• **Aim of the exercise**: Please convert the records below, from the line containing "of the palm" through the end of the records, into a two-column CSV with the columns record_text and answer. Use one row per record, placing its text and its answer each in a single quoted field and turning line breaks into spaces.

• **Data**:
* START *

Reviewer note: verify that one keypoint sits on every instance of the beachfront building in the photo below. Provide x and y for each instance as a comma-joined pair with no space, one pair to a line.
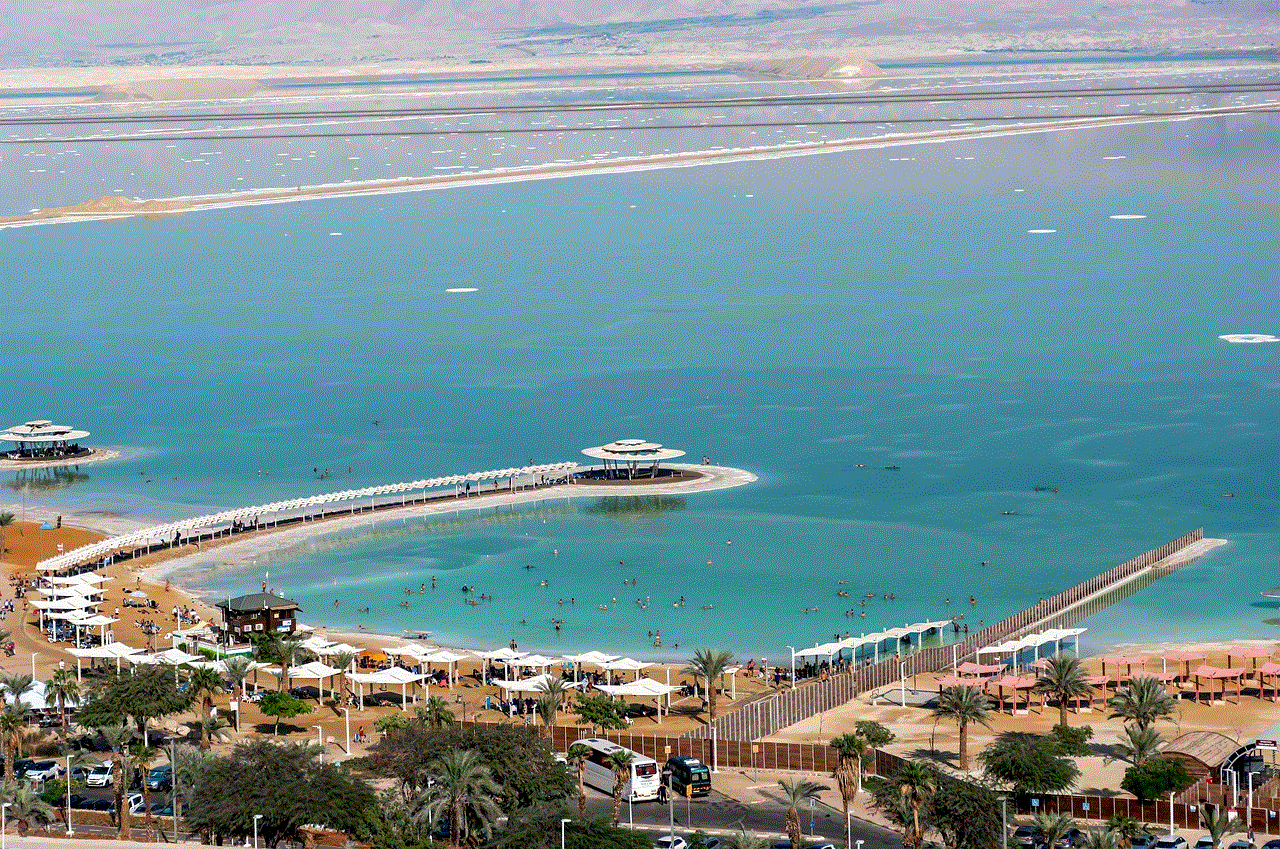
259,614
42,439
631,459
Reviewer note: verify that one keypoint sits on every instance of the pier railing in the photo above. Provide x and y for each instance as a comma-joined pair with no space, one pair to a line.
298,510
787,707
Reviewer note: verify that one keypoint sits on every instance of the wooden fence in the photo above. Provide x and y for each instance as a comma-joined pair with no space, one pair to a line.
777,711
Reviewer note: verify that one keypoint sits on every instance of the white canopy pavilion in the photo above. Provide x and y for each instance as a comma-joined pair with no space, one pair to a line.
626,665
315,670
42,438
593,657
643,688
105,652
625,457
451,658
393,675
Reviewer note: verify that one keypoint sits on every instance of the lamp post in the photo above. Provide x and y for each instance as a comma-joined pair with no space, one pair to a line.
69,832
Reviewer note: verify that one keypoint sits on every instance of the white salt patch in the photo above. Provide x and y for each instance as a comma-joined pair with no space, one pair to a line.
1248,338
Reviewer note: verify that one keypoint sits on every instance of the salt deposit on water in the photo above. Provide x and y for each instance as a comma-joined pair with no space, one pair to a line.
1248,338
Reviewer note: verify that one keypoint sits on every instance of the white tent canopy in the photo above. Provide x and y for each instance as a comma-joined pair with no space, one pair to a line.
164,534
535,684
393,675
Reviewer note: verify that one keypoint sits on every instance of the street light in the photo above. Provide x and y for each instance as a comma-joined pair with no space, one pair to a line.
69,832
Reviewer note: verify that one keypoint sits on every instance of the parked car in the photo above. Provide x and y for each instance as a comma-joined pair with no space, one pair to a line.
42,771
1074,838
1025,836
161,777
101,775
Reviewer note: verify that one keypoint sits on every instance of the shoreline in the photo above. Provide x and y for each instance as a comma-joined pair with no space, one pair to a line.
97,455
117,206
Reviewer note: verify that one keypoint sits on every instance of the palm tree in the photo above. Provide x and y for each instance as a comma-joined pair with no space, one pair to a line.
849,770
14,687
237,667
60,689
215,729
964,704
202,685
288,652
915,784
1051,826
798,792
547,704
435,713
1138,744
579,754
26,807
10,734
145,756
1063,679
709,665
1143,701
118,738
1125,829
464,789
621,765
1219,824
5,520
1101,839
343,661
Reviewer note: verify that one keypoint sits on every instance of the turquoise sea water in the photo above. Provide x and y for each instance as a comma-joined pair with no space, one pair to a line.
795,318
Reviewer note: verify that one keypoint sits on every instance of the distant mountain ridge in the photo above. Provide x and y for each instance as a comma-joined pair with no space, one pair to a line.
69,32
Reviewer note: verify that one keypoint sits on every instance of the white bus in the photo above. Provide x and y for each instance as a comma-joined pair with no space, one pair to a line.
644,781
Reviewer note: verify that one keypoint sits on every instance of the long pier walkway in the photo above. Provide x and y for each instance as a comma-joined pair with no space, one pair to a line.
762,717
451,492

* END *

• **Result of the task**:
record_text,answer
"Reviewer note: verify that one keypoint sits on every instance of the palm tree in the photo above. Provide x and y for each instance as a comma-joined pair with no space, one pair to a line.","849,770 14,687 237,667 60,689 215,729 964,704 202,685 288,652 915,784 1051,826 798,792 547,704 435,713 1138,744 579,754 26,807 10,734 145,756 1063,679 709,665 1143,701 118,738 1125,829 464,789 621,765 1219,824 5,520 1101,839 343,661"
"Reviewer note: verify that one keypoint sits on every instance of the turquoise sea water in the photo above. Provide x and y for each instance as a comma-joined pair with no space, one pair to a line.","795,318"
"Reviewer note: verify that one keypoint sits on every instance of the distant mountain ridge in the photo above. Provide x and y for each instance as a comma-joined pair with no space, one pair to a line.","69,32"
"Reviewer note: verify that one keypoint sits on every instance of the white bus in the photo above. Provide x and y for each instance as a comma-joined pair with no space, one pair to a line.","644,781"
"Reviewer note: verify that one keypoint sits on every instance of the long pier walkway in the photo above. Provide x and y for each instance as a comma-joined pair with no space, one pair to a line.","762,717 451,492"